▸ Records supplied
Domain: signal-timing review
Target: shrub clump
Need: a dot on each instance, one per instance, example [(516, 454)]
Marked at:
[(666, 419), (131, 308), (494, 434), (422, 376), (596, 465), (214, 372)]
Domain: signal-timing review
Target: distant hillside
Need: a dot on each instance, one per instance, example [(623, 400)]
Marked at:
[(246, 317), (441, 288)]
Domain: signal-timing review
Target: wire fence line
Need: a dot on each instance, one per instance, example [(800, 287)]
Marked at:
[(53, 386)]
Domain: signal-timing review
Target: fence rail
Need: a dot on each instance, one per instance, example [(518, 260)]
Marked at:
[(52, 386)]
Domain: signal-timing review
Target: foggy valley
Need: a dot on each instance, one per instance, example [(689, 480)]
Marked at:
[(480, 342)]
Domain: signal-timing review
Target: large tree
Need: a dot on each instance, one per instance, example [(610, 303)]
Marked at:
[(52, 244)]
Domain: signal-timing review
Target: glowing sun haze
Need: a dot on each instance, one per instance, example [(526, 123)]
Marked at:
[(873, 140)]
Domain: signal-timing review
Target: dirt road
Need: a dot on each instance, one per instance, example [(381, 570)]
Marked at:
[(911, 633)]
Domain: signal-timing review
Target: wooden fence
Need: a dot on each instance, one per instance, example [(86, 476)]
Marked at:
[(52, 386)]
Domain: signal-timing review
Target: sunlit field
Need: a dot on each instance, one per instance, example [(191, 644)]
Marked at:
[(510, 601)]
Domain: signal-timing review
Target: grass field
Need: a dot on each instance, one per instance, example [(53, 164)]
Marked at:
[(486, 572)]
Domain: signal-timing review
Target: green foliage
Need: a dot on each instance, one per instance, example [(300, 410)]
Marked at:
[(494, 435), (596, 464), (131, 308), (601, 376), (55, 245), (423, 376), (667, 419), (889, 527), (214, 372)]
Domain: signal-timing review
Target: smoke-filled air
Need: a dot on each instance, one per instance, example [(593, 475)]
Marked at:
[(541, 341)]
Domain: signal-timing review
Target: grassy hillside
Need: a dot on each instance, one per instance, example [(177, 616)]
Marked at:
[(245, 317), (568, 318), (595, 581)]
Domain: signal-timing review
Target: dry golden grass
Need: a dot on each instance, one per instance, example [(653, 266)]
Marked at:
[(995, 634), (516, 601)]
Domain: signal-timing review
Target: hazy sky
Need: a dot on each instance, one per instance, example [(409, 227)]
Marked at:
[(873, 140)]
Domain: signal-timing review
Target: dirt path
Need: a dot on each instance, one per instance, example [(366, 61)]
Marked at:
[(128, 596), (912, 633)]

▸ Direction
Copy out the records above word for word, beginning with the first line and ending after the line that contains "465), (214, 372)]".

▸ Final result
Domain: signal-timing review
Target: shrub clump
Need: a dot on each instance, one per instance, example [(516, 454)]
Marked at:
[(666, 419), (131, 308), (494, 434), (422, 376), (596, 465), (214, 372)]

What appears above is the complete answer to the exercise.